Excerpts from a dataset:

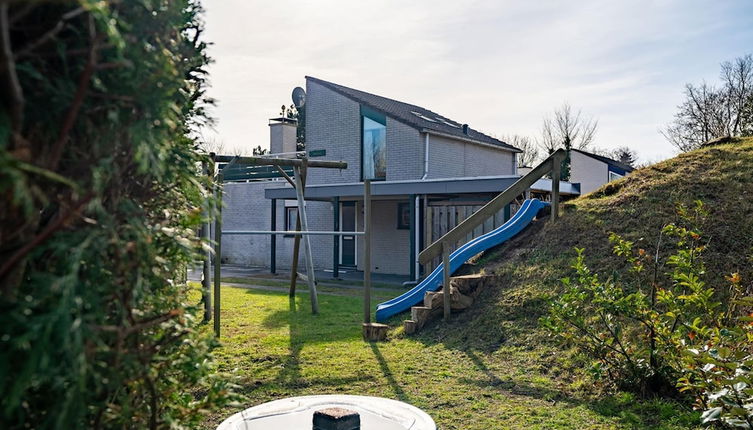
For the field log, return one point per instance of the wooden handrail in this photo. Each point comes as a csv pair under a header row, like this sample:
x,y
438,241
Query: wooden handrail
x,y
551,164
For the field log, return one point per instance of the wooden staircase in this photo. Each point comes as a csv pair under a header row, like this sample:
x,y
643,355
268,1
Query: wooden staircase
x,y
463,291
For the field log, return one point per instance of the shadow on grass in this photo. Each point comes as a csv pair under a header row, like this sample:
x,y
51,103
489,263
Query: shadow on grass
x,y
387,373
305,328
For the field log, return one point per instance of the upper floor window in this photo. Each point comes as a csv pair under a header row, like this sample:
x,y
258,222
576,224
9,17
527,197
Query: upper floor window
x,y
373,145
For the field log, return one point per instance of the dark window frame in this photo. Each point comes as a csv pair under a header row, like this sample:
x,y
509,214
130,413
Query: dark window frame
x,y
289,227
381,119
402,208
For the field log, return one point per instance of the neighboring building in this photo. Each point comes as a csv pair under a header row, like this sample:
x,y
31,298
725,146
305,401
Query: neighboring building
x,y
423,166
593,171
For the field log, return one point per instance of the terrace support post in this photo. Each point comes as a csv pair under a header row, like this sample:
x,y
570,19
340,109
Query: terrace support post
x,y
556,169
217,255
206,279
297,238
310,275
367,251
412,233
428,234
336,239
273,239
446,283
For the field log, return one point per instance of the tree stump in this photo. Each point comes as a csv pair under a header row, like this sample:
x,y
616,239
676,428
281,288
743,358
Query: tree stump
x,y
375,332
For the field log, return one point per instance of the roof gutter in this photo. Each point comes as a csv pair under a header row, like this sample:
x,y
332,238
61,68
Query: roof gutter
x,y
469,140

:: Exercise prompt ::
Scan the data above; copy every line where "like" appears.

:: Solution to this exercise ::
For the field log, return one point per instance of the wooden handrail in this photo. Each point comes as a csv pair under a header row, like this sample:
For the field log, return one point per instance of the wooden staircase in this photo. Each point comes as a csv pair under a header row, like this sample:
For the field log, return one point per instance of the shadow on grass in this photo. Each point comes as a csv pair under a header row, like this sample:
For the field log, return one point per instance of the upper floor window in this photo. Each point comes as a csv pair under a header row, like this sample:
For the field log, return one point per instance of the dark window frame in this photo. Each point comes as a csv pair under a header row, like this sample:
For the field log, return one point per instance of the neighboring building in this photo. Each point comes as a csv pair under a header row, like this sample:
For the field log, return one point per instance of the terrace support post in this photo. Each point comes as a csv pair under a header row, like this sample:
For the field log, return one point per instance of the tree stump in this photo. Each point comes as a csv pair under a header row, like this sample:
For the field log, return one point per instance of the roof gutter in this photo. Each point comes as a csv pair under a header row, like this sample:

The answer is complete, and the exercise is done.